▶ **EXERCISE A**:
In the Big East football discussion, change every "Nassib" to "the quarterback" and give the passage starting at "JC: Talent-wise and" and ending at "better than this?".

------------------------------------------------------------

JC: Talent-wise and stats-wise, Nassib will look like a top-five guy. And maybe he is. But I'm willing to wait until the end of the season to write his final chapter in Syracuse lore. Anything can happen in our remaining seven games. Should Nassib deliver an epic string of victories and a major bowl win (knock on wood), his stature obviously grows and he becomes the poster child of the Marrone regime. If we miss the postseason again, much of his career will be defined by a failure to execute.

Biggest surprise in the Big East thus far?

JR: Not to take anything away from last week's Syracuse win, but wasn't Pittsburgh supposed to be better than this?

MM: Is there any question that Rutgers is the biggest surprise? A new coach, significant losses on both sides of the ball, and a three game road trip to start the year? Yes, the Scarlet Knights haven't really played anyone of note (beating Arkansas in Fayetteville sounds so much better than it is) and their offense is a definite Achilles Heel, but who would have guessed coach Kyle Flood would have this team ranked?

AP: I think just how unimpressively Rutgers, Cincy, and Louisville have risen. You look at the perfect records and initially say, "Wow they must be good", and then proceed to look at who they've beaten and how they did it and think in the back of your mind, "hmmmm Cuse could pull the upset". If Cuse beats the opponents they're supposed to (USF, UConn, Temple) the Orange only need to defeat one of these upstart Big East squads. What's surprising is that no one would be shocked if the Orange did. I do think Rutgers is for real with Cincy being the team that doesn't belong.

CD: I'll go with the fact that Temple isn't totally stinking up the joint. Coach Steve Adazzio has the owls playing something that resembles real football. The loss to Penn State was a tough one and the Maryland game was close as well. The very fact that Temple is back in the Big East is surprising in itself, given how they were unceremoniously booted for being terrible. Being relegated to the MAC has to hurt.

------------------------------------------------------------

▶ **EXERCISE B**:
How many lines of the rows contain the string "boat"? Reply with only the number.

------------------------------------------------------------

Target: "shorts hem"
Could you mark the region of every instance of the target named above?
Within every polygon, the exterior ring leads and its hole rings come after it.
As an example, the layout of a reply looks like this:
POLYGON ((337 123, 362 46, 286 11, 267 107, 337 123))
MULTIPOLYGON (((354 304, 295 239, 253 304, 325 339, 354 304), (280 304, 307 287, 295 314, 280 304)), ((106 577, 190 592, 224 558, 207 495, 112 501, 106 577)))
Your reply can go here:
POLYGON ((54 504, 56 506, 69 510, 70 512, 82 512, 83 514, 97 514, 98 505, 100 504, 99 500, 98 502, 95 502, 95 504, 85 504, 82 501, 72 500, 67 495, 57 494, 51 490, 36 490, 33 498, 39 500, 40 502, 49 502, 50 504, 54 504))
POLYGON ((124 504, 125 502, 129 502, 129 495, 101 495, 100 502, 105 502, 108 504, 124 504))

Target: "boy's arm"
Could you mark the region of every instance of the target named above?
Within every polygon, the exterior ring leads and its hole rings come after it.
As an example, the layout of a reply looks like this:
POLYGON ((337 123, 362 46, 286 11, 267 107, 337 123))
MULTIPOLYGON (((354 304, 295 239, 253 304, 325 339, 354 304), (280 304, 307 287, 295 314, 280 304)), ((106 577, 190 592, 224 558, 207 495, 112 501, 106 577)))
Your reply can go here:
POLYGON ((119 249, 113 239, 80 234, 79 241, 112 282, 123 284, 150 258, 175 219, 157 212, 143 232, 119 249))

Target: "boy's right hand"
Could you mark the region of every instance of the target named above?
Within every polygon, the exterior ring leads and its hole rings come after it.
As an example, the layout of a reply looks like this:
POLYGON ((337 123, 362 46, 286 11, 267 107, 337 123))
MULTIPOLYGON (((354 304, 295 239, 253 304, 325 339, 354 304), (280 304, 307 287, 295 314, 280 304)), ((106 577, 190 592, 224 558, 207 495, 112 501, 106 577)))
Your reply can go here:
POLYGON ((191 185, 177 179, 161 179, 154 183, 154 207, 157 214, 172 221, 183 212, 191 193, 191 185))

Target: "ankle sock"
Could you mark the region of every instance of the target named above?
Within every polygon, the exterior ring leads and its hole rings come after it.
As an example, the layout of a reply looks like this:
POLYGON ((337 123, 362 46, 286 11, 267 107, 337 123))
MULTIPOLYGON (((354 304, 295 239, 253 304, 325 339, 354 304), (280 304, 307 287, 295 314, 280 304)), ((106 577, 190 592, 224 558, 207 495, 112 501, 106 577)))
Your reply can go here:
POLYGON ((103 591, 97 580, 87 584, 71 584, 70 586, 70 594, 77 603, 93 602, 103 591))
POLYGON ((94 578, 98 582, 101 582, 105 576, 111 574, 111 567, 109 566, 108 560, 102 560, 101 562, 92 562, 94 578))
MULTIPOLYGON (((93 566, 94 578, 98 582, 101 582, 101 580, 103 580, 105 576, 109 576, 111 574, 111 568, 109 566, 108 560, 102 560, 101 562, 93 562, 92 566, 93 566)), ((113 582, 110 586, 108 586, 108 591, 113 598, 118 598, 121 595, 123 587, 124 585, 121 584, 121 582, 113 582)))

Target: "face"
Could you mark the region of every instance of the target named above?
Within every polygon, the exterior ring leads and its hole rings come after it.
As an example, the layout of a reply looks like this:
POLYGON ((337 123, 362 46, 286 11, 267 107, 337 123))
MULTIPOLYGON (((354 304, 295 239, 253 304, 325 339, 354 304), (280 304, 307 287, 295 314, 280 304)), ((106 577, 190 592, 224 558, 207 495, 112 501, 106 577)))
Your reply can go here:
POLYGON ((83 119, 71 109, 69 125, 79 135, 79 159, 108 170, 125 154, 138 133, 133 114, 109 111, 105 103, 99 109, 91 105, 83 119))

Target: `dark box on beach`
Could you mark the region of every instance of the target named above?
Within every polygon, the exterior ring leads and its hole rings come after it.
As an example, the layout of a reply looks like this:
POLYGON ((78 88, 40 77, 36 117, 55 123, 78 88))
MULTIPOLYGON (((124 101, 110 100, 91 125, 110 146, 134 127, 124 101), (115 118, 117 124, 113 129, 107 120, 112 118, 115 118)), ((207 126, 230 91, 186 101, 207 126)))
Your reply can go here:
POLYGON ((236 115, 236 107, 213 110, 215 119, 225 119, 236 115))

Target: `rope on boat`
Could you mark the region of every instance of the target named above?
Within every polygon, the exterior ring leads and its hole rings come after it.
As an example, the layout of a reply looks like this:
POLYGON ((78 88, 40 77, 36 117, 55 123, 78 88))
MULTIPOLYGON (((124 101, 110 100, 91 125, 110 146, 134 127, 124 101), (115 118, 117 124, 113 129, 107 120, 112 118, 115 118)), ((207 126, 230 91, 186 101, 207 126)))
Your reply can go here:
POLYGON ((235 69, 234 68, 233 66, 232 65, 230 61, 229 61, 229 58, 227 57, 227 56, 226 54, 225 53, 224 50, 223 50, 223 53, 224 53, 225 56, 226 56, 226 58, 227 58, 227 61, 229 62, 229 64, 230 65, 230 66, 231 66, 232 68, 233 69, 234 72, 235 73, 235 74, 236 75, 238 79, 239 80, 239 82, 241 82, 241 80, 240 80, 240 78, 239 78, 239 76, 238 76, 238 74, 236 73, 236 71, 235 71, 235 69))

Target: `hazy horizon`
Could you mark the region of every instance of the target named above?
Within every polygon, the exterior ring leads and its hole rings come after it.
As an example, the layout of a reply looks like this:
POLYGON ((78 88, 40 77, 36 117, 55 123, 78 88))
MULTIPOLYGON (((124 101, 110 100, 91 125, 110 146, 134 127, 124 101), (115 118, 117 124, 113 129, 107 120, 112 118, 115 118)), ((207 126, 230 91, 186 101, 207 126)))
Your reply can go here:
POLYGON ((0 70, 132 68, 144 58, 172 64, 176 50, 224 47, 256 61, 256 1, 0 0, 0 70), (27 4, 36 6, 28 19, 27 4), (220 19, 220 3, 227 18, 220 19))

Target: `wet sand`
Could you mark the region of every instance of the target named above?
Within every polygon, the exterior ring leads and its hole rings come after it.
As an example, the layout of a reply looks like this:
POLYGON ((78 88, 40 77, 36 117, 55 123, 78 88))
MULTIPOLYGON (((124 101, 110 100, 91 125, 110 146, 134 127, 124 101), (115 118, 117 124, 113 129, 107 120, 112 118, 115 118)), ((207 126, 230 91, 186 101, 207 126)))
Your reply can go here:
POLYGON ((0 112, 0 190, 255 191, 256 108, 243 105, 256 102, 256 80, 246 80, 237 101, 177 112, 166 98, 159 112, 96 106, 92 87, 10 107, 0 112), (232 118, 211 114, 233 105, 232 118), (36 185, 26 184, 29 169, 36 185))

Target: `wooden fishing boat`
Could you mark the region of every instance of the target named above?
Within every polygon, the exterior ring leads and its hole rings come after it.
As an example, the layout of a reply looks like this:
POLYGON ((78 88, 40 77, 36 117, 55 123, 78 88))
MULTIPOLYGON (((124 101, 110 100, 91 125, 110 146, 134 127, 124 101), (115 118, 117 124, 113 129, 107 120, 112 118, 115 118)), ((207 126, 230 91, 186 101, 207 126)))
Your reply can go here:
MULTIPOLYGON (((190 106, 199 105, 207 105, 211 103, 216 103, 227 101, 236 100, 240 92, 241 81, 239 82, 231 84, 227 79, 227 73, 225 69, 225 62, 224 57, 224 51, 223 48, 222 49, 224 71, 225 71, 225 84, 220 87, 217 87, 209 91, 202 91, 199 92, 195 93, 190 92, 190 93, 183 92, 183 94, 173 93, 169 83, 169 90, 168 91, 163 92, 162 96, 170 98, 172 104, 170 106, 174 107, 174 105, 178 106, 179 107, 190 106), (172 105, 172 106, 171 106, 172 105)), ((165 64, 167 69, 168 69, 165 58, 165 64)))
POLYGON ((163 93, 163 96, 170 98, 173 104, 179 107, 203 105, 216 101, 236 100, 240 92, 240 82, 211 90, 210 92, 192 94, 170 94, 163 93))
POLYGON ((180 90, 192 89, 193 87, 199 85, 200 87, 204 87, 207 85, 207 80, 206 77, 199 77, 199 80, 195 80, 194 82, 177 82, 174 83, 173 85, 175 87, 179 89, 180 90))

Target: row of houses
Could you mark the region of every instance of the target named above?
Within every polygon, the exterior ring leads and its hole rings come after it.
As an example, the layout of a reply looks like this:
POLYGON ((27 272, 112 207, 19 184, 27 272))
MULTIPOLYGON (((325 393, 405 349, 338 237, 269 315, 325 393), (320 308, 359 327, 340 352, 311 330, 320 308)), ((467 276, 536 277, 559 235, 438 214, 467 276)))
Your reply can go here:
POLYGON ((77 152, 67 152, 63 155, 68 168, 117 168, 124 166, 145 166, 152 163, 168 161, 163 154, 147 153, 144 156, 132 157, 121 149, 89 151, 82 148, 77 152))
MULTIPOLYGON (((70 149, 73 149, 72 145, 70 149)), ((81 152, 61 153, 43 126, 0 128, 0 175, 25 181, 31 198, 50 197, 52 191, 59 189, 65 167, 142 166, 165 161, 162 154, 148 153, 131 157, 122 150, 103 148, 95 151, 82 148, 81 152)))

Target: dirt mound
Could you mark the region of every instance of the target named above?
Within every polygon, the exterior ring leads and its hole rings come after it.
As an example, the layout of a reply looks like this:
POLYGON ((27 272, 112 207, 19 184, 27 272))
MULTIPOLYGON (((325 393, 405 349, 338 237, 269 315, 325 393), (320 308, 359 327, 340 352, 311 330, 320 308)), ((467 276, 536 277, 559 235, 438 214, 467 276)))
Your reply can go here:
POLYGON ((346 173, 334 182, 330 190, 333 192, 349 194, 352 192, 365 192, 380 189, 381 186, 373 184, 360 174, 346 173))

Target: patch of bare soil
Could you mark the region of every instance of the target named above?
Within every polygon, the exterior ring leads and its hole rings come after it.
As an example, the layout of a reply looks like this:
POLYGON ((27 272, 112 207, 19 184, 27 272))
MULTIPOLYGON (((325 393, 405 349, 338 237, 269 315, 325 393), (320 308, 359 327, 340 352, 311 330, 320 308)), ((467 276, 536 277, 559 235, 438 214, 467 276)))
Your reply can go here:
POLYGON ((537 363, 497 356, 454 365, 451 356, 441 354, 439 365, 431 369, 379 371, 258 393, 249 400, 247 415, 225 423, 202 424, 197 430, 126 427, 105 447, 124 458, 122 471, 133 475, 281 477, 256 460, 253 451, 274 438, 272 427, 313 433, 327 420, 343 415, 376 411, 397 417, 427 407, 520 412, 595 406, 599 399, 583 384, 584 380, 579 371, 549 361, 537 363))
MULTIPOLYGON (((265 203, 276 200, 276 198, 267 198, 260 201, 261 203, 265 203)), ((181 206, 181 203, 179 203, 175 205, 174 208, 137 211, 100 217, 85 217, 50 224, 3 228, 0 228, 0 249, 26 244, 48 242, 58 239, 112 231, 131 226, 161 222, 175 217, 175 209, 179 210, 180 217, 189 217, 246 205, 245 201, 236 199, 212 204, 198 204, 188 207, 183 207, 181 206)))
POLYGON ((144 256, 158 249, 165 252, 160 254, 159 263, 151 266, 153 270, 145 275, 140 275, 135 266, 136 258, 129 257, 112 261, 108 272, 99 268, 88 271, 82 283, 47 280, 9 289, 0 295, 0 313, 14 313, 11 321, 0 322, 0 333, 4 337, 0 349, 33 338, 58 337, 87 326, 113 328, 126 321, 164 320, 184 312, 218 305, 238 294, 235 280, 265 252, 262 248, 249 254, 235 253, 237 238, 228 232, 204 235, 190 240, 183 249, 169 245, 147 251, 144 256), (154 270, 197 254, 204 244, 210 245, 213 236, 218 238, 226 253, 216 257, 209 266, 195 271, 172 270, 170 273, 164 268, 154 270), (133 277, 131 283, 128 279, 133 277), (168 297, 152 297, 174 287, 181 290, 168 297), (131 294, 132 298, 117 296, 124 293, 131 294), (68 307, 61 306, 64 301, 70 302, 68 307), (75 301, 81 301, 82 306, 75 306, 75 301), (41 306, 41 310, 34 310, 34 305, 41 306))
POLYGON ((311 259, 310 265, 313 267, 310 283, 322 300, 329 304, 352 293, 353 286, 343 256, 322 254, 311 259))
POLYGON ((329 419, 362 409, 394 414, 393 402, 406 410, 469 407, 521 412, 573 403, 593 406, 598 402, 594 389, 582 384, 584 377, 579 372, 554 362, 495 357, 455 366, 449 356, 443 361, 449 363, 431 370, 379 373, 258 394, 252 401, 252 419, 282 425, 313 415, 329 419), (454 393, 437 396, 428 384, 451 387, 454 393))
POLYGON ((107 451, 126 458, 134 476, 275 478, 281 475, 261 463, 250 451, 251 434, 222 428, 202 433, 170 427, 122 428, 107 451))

------------------------------------------------------------

▶ **FULL ANSWER A**:
JC: Talent-wise and stats-wise, the quarterback will look like a top-five guy. And maybe he is. But I'm willing to wait until the end of the season to write his final chapter in Syracuse lore. Anything can happen in our remaining seven games. Should the quarterback deliver an epic string of victories and a major bowl win (knock on wood), his stature obviously grows and he becomes the poster child of the Marrone regime. If we miss the postseason again, much of his career will be defined by a failure to execute.

Biggest surprise in the Big East thus far?

JR: Not to take anything away from last week's Syracuse win, but wasn't Pittsburgh supposed to be better than this?

▶ **FULL ANSWER B**:
2